• **Data records**

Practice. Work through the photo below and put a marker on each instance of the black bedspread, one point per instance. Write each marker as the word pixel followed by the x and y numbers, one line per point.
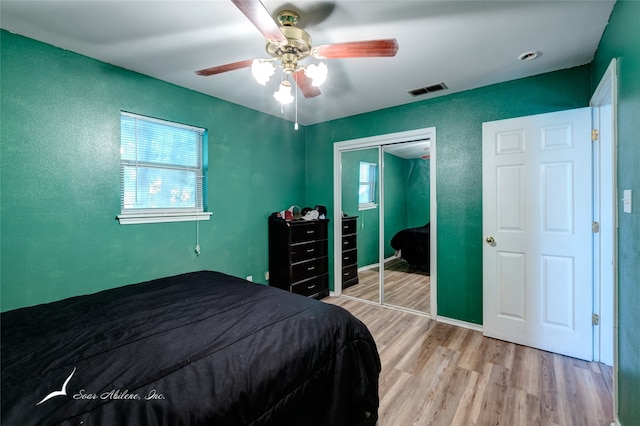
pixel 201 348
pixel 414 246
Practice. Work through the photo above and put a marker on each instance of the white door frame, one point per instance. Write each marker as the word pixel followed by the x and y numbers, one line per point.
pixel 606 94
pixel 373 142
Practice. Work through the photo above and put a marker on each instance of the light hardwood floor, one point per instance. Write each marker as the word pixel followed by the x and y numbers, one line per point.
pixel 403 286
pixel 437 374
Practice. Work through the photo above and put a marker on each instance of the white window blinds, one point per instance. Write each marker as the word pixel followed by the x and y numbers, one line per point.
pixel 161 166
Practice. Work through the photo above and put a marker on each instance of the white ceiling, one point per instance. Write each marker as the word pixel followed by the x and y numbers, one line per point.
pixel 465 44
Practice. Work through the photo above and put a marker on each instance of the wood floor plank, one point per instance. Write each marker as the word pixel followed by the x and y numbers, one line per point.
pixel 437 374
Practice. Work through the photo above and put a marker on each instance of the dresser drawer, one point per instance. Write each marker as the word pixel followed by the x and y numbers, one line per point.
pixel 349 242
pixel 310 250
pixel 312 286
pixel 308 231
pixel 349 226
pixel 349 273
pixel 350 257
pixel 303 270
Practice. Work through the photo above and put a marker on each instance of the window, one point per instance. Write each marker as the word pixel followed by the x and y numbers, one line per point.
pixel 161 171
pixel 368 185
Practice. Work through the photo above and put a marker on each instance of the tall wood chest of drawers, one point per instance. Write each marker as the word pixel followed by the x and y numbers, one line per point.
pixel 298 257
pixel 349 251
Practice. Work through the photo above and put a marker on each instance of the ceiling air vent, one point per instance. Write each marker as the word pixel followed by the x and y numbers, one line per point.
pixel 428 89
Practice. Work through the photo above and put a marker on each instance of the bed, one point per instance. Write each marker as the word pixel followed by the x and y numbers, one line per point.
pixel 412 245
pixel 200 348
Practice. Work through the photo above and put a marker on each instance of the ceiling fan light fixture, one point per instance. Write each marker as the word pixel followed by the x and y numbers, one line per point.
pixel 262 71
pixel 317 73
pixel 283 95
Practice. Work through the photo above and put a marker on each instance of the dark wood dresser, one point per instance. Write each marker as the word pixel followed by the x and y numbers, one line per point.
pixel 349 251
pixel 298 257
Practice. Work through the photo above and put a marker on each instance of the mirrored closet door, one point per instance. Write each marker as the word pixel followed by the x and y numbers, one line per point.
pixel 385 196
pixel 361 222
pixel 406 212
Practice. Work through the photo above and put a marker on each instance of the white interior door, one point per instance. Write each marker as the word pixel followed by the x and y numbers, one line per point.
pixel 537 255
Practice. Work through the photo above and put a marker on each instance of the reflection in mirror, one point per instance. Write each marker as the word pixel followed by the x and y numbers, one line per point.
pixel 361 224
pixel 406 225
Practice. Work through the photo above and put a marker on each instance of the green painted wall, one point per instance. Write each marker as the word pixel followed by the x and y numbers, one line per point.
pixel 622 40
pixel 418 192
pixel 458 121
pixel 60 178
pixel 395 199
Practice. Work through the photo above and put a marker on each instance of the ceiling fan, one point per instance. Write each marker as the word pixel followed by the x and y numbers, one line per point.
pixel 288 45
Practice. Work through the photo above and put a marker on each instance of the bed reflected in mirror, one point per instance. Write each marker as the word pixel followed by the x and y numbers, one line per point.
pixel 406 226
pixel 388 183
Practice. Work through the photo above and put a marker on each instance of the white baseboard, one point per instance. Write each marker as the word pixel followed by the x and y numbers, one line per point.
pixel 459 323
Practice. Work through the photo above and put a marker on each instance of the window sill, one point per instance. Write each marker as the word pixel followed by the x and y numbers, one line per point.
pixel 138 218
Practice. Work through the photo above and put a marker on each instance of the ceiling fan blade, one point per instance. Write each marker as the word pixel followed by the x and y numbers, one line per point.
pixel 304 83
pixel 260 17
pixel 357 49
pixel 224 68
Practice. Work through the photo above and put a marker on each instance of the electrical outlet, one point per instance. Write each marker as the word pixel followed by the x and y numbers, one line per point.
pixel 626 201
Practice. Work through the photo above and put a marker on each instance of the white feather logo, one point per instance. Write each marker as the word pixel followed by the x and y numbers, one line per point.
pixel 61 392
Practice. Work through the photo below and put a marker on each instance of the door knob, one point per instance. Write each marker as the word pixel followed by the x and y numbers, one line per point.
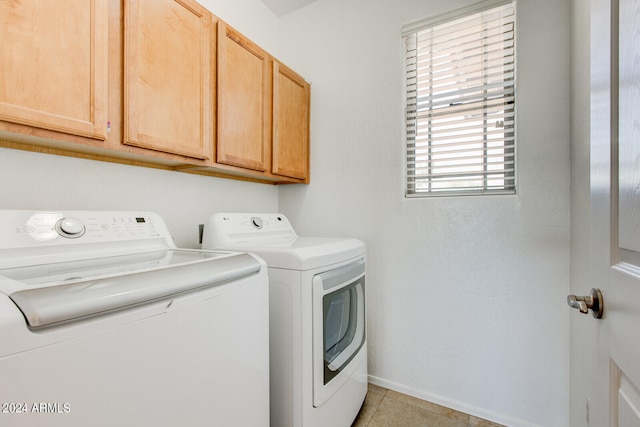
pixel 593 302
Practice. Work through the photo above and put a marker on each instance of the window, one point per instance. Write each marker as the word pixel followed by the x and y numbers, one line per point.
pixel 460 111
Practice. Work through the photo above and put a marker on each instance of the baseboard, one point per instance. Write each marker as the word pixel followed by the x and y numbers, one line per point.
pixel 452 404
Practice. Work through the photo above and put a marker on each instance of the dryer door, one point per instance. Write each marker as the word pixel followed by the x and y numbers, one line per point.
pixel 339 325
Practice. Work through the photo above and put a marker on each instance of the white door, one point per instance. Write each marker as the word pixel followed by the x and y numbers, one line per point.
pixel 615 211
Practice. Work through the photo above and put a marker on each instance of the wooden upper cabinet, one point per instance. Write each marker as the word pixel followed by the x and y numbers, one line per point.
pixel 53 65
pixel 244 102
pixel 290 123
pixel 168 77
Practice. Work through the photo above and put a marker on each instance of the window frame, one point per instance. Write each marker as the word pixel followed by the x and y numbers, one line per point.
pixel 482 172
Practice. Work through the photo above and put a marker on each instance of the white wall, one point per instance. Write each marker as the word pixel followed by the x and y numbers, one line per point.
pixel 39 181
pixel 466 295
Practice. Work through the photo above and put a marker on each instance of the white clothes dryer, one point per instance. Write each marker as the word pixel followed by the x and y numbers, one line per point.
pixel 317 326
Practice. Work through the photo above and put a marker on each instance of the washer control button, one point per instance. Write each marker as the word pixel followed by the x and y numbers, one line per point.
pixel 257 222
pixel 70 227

• **What you have to do**
Give the entries again, exactly and in full, with no image included.

• **Solution for this task**
Practice. Work through the photo below and put a marker on each instance of the black bedspread, one point per instance. Write each marker as the word pixel followed by the x and y numbers, one line per point.
pixel 201 348
pixel 414 246
Practice. Work through the photo above and put a marker on each instance of the white door frame, one point per instance. Write each marker as the word pixel followed by the x and y numbers, one line per point.
pixel 606 94
pixel 373 142
Practice. Work through the photo above and put a marker on each instance of the light hardwood floor, one point per instance. Write each marker as the word pixel followed by the x and y numbers, one line per point.
pixel 403 286
pixel 437 374
Practice. Work through the photo above and put a marker on each instance of the white window blinds, one point per instance. Write each marker as the word pixel followed by the x and y numbers, one line per point.
pixel 161 166
Practice. Work through the photo above and put a marker on each instance of the white ceiling, one point per instance. Write each marker as the word pixel followed by the x and y numbers, one line per point.
pixel 465 44
Practice. Work through the photo above and put a marker on each instance of the wood floor plank, one point per instance. Write each marker as the word pixel followed by the x and y numbers, one line per point.
pixel 437 374
Practice. Work through the photo above and put a marker on each instance of the dresser drawer, one point per instance. Write each marker as the word pixel followed by the x and y numbers, one line per point.
pixel 349 242
pixel 310 250
pixel 312 286
pixel 308 231
pixel 349 226
pixel 349 273
pixel 350 257
pixel 303 270
Practice. Work through the photo above and put a marker on each instance of the window, one point per instance. Write each marker as the word pixel followed by the x and y numbers, one line per point.
pixel 161 171
pixel 368 185
Practice. Work through the photo above and put a marker on each instance of the tall wood chest of drawers, one point per instance. Write each marker as the word pixel followed by the x and y numbers, one line per point.
pixel 298 257
pixel 349 251
Practice. Work through the photo above and put a marker on each instance of the ceiling air vent, one point per instance. Write each marker as the word pixel followed by the x and y numbers, one line per point.
pixel 428 89
Practice. Work through the photo above and put a marker on each instance of the bed, one point per instance. Write each marker as the word pixel followed by the x and y numbers, one line per point.
pixel 412 245
pixel 200 348
Practice. Work through the photo above and put a marker on each instance of the ceiling fan light fixture, one point per instance. Write each marker as the word pixel followed by the x and y numbers, one line per point.
pixel 262 71
pixel 317 73
pixel 283 95
Practice. Work through the photo above and put a marker on each instance of the dark wood dresser, one point per instance. Write each marker as the word pixel followed by the x and y numbers, one line per point.
pixel 349 251
pixel 298 257
Practice. Work through the photo above and put a marker on each instance of the mirrored closet door, one point per instance. Write each marker as the word pixel followed by the x and y numbers, one line per point.
pixel 385 196
pixel 361 222
pixel 406 212
Practice. Work through the photo above and put a marker on each instance of the white interior door, one point per instance. Write each marker as the word pixel followed by the x and y numbers, one line per point.
pixel 537 255
Practice. Work through the photo above and put a marker on each instance of the reflection in mirror, one point per instance. Write each marker as the word pixel followed by the x and y numbers, one line per point.
pixel 361 224
pixel 406 225
Practice. Work through the photo above and put a marker on each instance of the green painted wall, one point per instance. Write each marker as the word pixel followed by the x and y numbers, one line per point.
pixel 622 40
pixel 418 192
pixel 458 121
pixel 60 178
pixel 395 199
Practice. Work through the photo above and put a marker on each instance of the ceiling fan, one point per instance. Write each marker as the word pixel followed by the x and y numbers, one line per point.
pixel 288 45
Practice. Work through the photo above and put a marker on each instance of the bed reflected in mirror, one point per instance. Write each marker as the word pixel followed by the x and y numbers, one line per point.
pixel 406 226
pixel 388 183
Practice. Work through the photo above and put a marker on each instance of the white baseboard, one point per instance. Write each marker as the word pixel followed by the x and y numbers, one line per point.
pixel 459 323
Practice. Work through the photo above and put a marker on each instance of the window sill, one point per instance. Write each marker as the word pixel followed by the x and y numbers, one line per point.
pixel 138 218
Practice. Work through the photo above and put a marker on each instance of the ceiling fan blade, one point per instance. Write each marker as the word pixel followed by the x and y numbers, one line per point.
pixel 304 83
pixel 260 17
pixel 357 49
pixel 224 68
Practice. Work through the photo above and put a marker on each instance of the electrical outlet, one point per instance. Write each marker as the word pixel followed by the x and y numbers, one line per point.
pixel 626 201
Practice. Work through the photo above and put a marker on each instance of the white feather logo, one point per instance. Write each marker as the word pixel followed by the x and y numbers, one line per point.
pixel 61 392
Practice. Work through the photo below and put a marker on each instance of the door knob, one point per instance. Write each marker as the word pixel followed by the x and y numbers, one line per point.
pixel 593 302
Practice. Work through the photo above and put a marker on each instance of the window, one point per instance. Write each marker as the word pixel followed by the x and y numbers, one line per point.
pixel 460 111
Practice. Work through the photo above and put a marker on each instance of the baseboard, one point per instance. Write each marker as the word pixel followed by the x and y numbers, one line per point.
pixel 452 404
Practice. Work through the photo above and put a marker on each instance of the dryer door, one point per instance. Write each marker as the word pixel followed by the x and y numbers, one line per point.
pixel 339 325
Practice. Work through the photo above and put a marker on each instance of the white door, one point per instance. Write each marker as the word pixel followed by the x and y numbers, one line per point.
pixel 615 211
Practice. Work through the photo above and put a marker on each instance of the wooden upper cabinet, one point per instance. Write each marker as the word pixel followed by the x and y numbers, one line per point.
pixel 53 65
pixel 244 102
pixel 290 123
pixel 168 77
Practice. Work through the photo above and put a marker on each instance of the window frame, one point per instance. Write each marker as the word pixel followed by the x and y numbers, one line per point.
pixel 482 172
Practice. Work through the photo above and put a marker on each instance of the white wall, one point per instance. Write each marker as the word pixel followed by the x and y numbers, one line per point.
pixel 39 181
pixel 466 295
Practice. Work through the photo above and put a marker on each instance of the white clothes dryer, one point per instance. Write each marker as the word pixel followed by the x and y numbers, one line per point.
pixel 317 326
Practice. Work through the photo above and put a marker on each instance of the washer control button, one point per instance. Write each marker as the word pixel followed by the x and y numbers, one line per point.
pixel 257 222
pixel 70 227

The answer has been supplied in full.